THE EXERCISE |
All of the records below need to be copied exactly.

Entries from a point annotation set:
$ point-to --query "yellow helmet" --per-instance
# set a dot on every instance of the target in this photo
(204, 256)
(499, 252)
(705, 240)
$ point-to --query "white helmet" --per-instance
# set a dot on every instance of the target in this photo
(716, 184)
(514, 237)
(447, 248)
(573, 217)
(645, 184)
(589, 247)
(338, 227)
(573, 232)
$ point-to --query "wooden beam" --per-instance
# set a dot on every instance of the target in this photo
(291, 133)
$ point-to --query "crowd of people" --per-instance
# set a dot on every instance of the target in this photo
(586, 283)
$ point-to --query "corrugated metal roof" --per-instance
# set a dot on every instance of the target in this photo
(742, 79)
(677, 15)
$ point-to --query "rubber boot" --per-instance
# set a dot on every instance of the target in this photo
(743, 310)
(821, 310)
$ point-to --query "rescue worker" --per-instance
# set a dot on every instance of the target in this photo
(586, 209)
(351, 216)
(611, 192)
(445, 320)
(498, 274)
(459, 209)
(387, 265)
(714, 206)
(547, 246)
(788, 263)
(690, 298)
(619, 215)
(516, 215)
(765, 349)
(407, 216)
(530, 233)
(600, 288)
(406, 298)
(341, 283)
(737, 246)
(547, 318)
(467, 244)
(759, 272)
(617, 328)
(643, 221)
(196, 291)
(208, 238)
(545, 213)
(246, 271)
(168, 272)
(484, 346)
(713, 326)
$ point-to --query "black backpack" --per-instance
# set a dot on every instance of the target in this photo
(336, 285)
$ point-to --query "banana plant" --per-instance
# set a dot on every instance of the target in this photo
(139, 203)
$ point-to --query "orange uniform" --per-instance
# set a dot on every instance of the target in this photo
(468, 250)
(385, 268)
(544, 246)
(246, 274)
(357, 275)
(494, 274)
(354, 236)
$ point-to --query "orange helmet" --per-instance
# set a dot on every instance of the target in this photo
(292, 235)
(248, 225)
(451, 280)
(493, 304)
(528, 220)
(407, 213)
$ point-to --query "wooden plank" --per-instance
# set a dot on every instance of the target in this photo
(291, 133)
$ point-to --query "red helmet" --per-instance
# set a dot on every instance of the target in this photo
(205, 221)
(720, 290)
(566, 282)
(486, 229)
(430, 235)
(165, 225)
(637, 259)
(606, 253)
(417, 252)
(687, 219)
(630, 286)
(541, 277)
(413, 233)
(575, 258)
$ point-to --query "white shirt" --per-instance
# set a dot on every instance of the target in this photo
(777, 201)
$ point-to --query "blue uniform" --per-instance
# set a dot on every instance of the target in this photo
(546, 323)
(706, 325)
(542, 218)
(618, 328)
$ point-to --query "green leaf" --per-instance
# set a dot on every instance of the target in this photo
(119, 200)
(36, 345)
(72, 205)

RESPONSE TO THIS TASK |
$ point-to --query "yellow helmet" --per-instance
# set a dot on every instance of the target in this photo
(204, 256)
(499, 252)
(705, 240)
$ point-to --query "white helmet" --per-instance
# set a dot on every instance of the target in this photo
(716, 184)
(514, 237)
(447, 248)
(573, 217)
(645, 184)
(589, 247)
(338, 227)
(573, 232)
$ point-to --query "wooden beam" --per-instance
# set a dot on every instance of the target in this photo
(291, 133)
$ point-to --query "crowd of people" --per-instance
# set a dot on every instance of the target in this photo
(586, 283)
$ point-to --query "corrugated metal roof" --per-instance
# set a dot on every instance of the target in this photo
(742, 79)
(677, 15)
$ point-to --query "rubber boot" --per-instance
# set a dot on every instance of the target in this photo
(743, 310)
(821, 310)
$ point-to --query "rescue worker" --per-instance
# set a dot on every instance of the target in this photo
(586, 209)
(351, 216)
(611, 192)
(445, 320)
(498, 274)
(459, 209)
(387, 265)
(714, 206)
(547, 246)
(788, 263)
(690, 298)
(619, 215)
(516, 215)
(765, 349)
(407, 216)
(530, 233)
(600, 288)
(406, 298)
(341, 283)
(737, 246)
(547, 318)
(467, 244)
(759, 272)
(617, 328)
(643, 221)
(196, 291)
(208, 238)
(545, 213)
(246, 271)
(168, 272)
(484, 346)
(713, 326)
$ point-to --query "black backpack" --per-instance
# set a dot on every instance of the target in this photo
(336, 285)
$ point-to --query "banana plant" --per-instance
# set a dot on every instance of the target in this photo
(139, 203)
$ point-to --query "orange uniform" --per-instance
# set a dot on every instance of the target in this photo
(468, 250)
(385, 268)
(544, 246)
(246, 274)
(357, 275)
(494, 274)
(354, 236)
$ point-to --query "orange helmet" --per-instance
# set a dot on every instance of the target in this photo
(292, 235)
(248, 225)
(451, 280)
(493, 304)
(528, 220)
(407, 213)
$ point-to --query "wooden plank" --per-instance
# set a dot on every instance of the target in this photo
(291, 133)
$ point-to --query "red helmet" --per-instance
# set a dot on every instance of the target in this photo
(205, 221)
(720, 290)
(566, 282)
(486, 229)
(430, 235)
(165, 225)
(637, 259)
(606, 253)
(417, 252)
(687, 219)
(630, 286)
(541, 277)
(413, 233)
(575, 258)
$ point-to --query "white shirt" --per-instance
# set a dot on every instance of the target in this photo
(777, 201)
$ point-to --query "blue uniform" --per-instance
# set a dot on every instance of the target in this photo
(546, 323)
(706, 325)
(542, 218)
(618, 328)
$ point-to --query "green leaf" --per-instance
# set a dot on every instance of the target in this photo
(119, 200)
(36, 345)
(72, 205)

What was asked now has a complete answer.